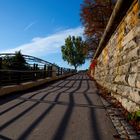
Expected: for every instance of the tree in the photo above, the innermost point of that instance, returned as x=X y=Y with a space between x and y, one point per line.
x=94 y=17
x=74 y=51
x=16 y=62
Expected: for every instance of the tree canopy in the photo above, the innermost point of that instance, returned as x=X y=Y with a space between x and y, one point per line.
x=74 y=51
x=94 y=17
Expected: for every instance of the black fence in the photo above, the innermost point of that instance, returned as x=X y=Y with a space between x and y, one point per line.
x=37 y=69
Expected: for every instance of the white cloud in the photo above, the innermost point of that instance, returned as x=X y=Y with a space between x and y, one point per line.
x=29 y=26
x=41 y=46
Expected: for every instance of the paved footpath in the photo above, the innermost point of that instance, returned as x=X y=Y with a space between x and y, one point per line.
x=68 y=109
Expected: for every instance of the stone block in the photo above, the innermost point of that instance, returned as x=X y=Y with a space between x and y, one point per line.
x=132 y=80
x=133 y=54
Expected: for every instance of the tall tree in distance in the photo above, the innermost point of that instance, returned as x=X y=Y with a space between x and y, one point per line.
x=94 y=17
x=74 y=51
x=16 y=62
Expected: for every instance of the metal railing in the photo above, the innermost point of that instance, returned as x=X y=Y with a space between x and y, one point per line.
x=37 y=69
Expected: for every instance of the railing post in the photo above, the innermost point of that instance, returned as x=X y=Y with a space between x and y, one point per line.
x=61 y=71
x=49 y=71
x=0 y=69
x=58 y=71
x=44 y=71
x=53 y=71
x=18 y=77
x=34 y=72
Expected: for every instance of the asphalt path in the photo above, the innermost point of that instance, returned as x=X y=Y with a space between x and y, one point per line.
x=69 y=109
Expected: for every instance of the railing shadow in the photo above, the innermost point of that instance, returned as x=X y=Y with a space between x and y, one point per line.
x=94 y=123
x=38 y=92
x=59 y=134
x=26 y=110
x=41 y=117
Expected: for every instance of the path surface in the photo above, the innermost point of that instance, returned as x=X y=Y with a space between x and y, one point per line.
x=69 y=109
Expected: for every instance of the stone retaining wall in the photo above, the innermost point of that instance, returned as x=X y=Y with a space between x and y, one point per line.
x=118 y=66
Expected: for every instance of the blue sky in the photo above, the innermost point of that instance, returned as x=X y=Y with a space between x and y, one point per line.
x=39 y=27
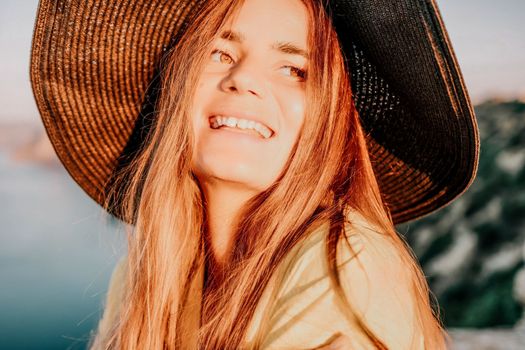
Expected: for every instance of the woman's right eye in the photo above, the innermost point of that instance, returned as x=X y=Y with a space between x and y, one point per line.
x=218 y=55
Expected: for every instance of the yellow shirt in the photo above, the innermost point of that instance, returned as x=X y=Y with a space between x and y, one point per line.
x=306 y=313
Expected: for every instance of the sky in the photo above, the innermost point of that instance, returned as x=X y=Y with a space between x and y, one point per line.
x=487 y=36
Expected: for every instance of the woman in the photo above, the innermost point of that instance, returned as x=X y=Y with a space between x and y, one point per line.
x=258 y=218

WHAT YOU SHOULD DO: Please print every entry above word for word, leaving out the pictures.

SOLUTION FOR THIS EXERCISE:
Expected: for every instance of the tree in the photo above, the innermost point of that instance, returned as x=X y=Y with a space between x and y, one point per line.
x=94 y=17
x=74 y=51
x=16 y=62
Expected: for every instance of the tree canopy in the photo above, the innermost point of that instance, returned as x=X y=Y with a space between x and y, one point per line.
x=74 y=51
x=94 y=17
Expected: for every instance of the black fence in the photo above, the innermost point of that instance, returned as x=X y=Y with a space between x and y, one point per line.
x=37 y=69
Expected: for every instance of the white cloud in the photo above, the innermost point of that instance, returned as x=X y=Y with a space between x and y, one point per line.
x=29 y=26
x=41 y=46
Expected: for every instance of the paved footpath in the photo above, the innermost point of that instance, returned as x=X y=Y with a space between x and y, one point per line.
x=68 y=109
Expected: for every instance of the stone block in the photo above, the innermost point of that instance, returned as x=X y=Y with a space between x and y, one point per line.
x=132 y=80
x=133 y=54
Expected: for every instance of the tall tree in distance in the photo above, the innermost point of that instance, returned as x=X y=Y with a space between x and y, one point per line.
x=94 y=17
x=74 y=51
x=16 y=62
Expected: for every instance of the metal railing in the photo above, the innermost point of that instance, returned as x=X y=Y with a space between x and y, one point per line.
x=37 y=69
Expected: for every instance of the railing post in the photo above, the innermost point of that instance, returned as x=X y=Y with a space between x and y, one point per line.
x=61 y=71
x=49 y=71
x=0 y=69
x=58 y=71
x=44 y=71
x=53 y=71
x=18 y=77
x=34 y=72
Expected: for every instance of the asphalt path in the photo above, the innermost point of that instance, returned as x=X y=Y with a space between x and y, one point per line.
x=69 y=109
Expected: for every instance of the railing shadow in the photo above, the innermost point of that instance, returned as x=X y=Y with a space between x and y, one point per line.
x=94 y=123
x=38 y=92
x=59 y=134
x=26 y=110
x=41 y=117
Expected: for every instance of the path surface in the photo above, the innermost point of that instance, returned as x=X y=Y with a space between x and y, one point per line.
x=69 y=109
Expected: for every instance of the stone retaining wall in the photo above, the innermost point of that instance, returned as x=X y=Y with a space between x and y, one point per line.
x=118 y=66
Expected: for every instance of the blue sky in the photo above, the innermost point of that instance, returned as x=X y=Y with a space between x and y, one point per line.
x=39 y=27
Expected: for every instance of the woman's right eye in the photo above, the innermost point of that instance, returned as x=X y=Y with a space between x and y, one point per line.
x=218 y=55
Expected: for every instance of the yellow shirt in the photo above, the innermost point of that instance, returned as x=X y=Y with a space between x and y, one point per line.
x=306 y=313
Expected: for every instance of the sky in the photo above, the innermost point of that instance, returned as x=X y=Y with a space between x and y, one point per line.
x=487 y=36
Expected: for every instance of the woman in the photo above, the innermost point of that instance, returned as x=X y=Y with a space between x and y, one point per line.
x=258 y=218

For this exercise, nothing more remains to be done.